__Aim__:
Update the stretch from the line containing "of the tall" through the line containing "[(771, 337)]" by replacing "keypoint" with "marker" and keeping every other word as it stands. Leave the pictures out of the answer.

__Given information__:
= = = = =

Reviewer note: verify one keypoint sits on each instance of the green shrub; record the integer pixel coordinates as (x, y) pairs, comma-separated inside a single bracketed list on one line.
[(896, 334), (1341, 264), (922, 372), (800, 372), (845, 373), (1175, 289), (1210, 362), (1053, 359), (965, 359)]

= = = = =

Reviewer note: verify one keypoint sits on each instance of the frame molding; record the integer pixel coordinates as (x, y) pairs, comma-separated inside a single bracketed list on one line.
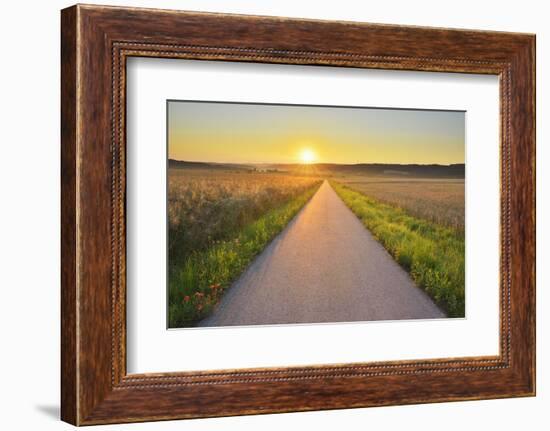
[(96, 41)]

= = = = =

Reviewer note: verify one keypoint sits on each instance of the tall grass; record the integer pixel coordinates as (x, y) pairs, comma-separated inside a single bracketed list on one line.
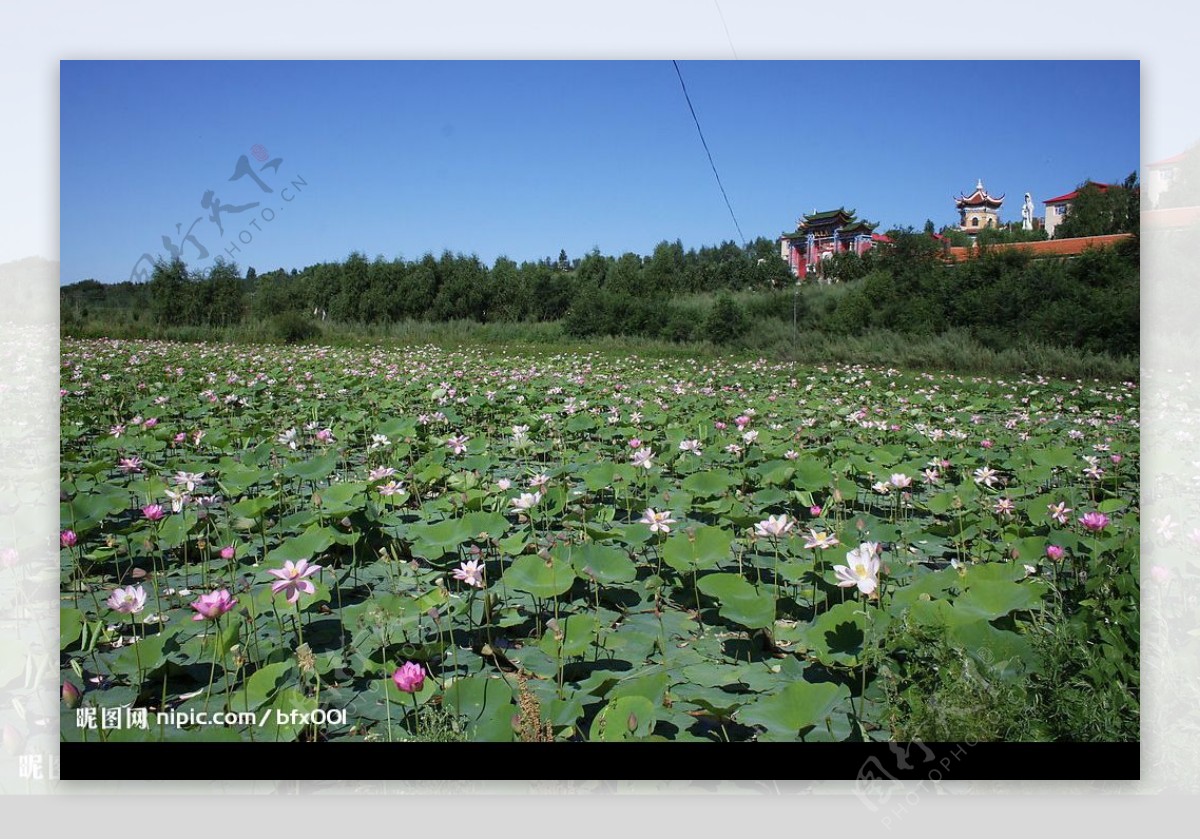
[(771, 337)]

= = = = =

__Exercise response__:
Reviewer note: verify one marker sits on each instance of the tall grass; record the integer pixel coordinates as (x, y) pairs, comma-separated inside a single bracketed list on one line.
[(771, 337)]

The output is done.